Selected excerpt –
===

Dear WeHo: New Year, Old Problem – What Do You Call People From West Hollywood?

          The following piece is satire


We-Who? A Plea to Officially Name the People of West Hollywood

Every great civilization eventually hits an existential wall. First, you figure out fire. Then, you discover agriculture. Finally, you must look in the mirror and ask: What do we actually call ourselves?

For the residents of West Hollywood, this question is currently being answered with a blank stare.

Los Angeles has Angelenos. New York has New Yorkers. San Franciscans know exactly who they are, although sometimes a little too well. But West Hollywood? This is a city with a population density rivaling Manhattan; a nightlife schedule that ignores circadian rhythms; and a municipal identity forged from equal parts activism, art, and immaculate cheekbones. With all of this, our population remains functionally nameless. We are linguistically unmoored and civically naked.

What we’re really missing is our demonym. That’s the technical term for “what you call people from a place.” It sounds like a monster from Stranger Things, but it’s simply proper English. Please just deal with it, ok?

The Current State of Affairs (Chaos)

Ask ten residents what people from West Hollywood are called and you’ll get twelve answers, most delivered with a shrug. “West Hollywood residents” is accurate but joyless. “People who live in WeHo” is descriptive but boring. “Angelenos” is technically correct but spiritually evasive, like saying you’re “from Earth” when asked what city you live in. Then there are the hopeful improvisations…

“WeHoites” has energy. It suggests flair, nightlife, and a certain willingness to brunch aggressively. It also sounds like a mineral supplement or a minor intestinal condition. “Sorry. I can’t come out tonight. I’m flaring up with acute WeHoitis.”

===

Given entries –
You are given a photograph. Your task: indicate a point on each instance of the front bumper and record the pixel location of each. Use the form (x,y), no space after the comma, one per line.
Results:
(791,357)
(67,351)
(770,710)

===

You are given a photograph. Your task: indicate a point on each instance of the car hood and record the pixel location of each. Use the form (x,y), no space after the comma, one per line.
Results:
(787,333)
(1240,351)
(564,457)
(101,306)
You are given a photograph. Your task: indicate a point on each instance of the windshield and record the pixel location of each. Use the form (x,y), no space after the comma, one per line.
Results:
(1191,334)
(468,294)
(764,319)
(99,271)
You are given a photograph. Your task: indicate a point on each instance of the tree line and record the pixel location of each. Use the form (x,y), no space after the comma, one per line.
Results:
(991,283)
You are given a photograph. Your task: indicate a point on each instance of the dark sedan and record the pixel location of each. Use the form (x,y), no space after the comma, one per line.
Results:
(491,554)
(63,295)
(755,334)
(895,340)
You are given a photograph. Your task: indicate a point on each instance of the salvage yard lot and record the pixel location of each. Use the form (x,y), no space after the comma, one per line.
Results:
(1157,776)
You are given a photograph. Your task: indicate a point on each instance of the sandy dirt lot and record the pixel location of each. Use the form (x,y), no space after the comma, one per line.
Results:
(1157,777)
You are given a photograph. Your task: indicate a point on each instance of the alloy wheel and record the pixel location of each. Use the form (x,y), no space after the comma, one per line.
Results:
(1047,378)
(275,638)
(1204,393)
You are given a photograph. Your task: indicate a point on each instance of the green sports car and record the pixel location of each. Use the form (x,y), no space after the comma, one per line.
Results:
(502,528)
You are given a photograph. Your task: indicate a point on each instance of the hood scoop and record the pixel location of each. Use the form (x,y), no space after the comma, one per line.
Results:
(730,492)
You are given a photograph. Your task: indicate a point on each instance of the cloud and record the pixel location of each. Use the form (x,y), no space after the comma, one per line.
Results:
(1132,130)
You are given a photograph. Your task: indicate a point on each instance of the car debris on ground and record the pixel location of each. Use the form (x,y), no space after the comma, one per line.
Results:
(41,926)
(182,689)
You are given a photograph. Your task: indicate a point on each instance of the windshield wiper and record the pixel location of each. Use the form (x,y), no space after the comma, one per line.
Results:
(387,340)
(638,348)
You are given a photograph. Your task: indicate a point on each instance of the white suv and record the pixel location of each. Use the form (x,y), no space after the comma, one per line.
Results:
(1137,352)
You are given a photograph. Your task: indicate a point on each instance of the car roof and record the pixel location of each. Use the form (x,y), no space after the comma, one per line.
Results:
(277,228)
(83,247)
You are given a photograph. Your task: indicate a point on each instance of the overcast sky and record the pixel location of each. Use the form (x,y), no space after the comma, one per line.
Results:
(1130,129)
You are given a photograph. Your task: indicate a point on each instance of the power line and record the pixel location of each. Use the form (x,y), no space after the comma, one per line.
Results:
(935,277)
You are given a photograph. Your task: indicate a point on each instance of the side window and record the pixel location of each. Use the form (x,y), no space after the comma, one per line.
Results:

===

Task to complete – Reproduce the satirical piece about what to call people from West Hollywood in full, word for word. Rely only on the text for what comes next.

Output –
Dear WeHo: New Year, Old Problem – What Do You Call People From West Hollywood?

          The following piece is satire


We-Who? A Plea to Officially Name the People of West Hollywood

Every great civilization eventually hits an existential wall. First, you figure out fire. Then, you discover agriculture. Finally, you must look in the mirror and ask: What do we actually call ourselves?

For the residents of West Hollywood, this question is currently being answered with a blank stare.

Los Angeles has Angelenos. New York has New Yorkers. San Franciscans know exactly who they are, although sometimes a little too well. But West Hollywood? This is a city with a population density rivaling Manhattan; a nightlife schedule that ignores circadian rhythms; and a municipal identity forged from equal parts activism, art, and immaculate cheekbones. With all of this, our population remains functionally nameless. We are linguistically unmoored and civically naked.

What we’re really missing is our demonym. That’s the technical term for “what you call people from a place.” It sounds like a monster from Stranger Things, but it’s simply proper English. Please just deal with it, ok?

The Current State of Affairs (Chaos)

Ask ten residents what people from West Hollywood are called and you’ll get twelve answers, most delivered with a shrug. “West Hollywood residents” is accurate but joyless. “People who live in WeHo” is descriptive but boring. “Angelenos” is technically correct but spiritually evasive, like saying you’re “from Earth” when asked what city you live in. Then there are the hopeful improvisations…

“WeHoites” has energy. It suggests flair, nightlife, and a certain willingness to brunch aggressively. It also sounds like a mineral supplement or a minor intestinal condition. “Sorry. I can’t come out tonight. I’m flaring up with acute WeHoitis.”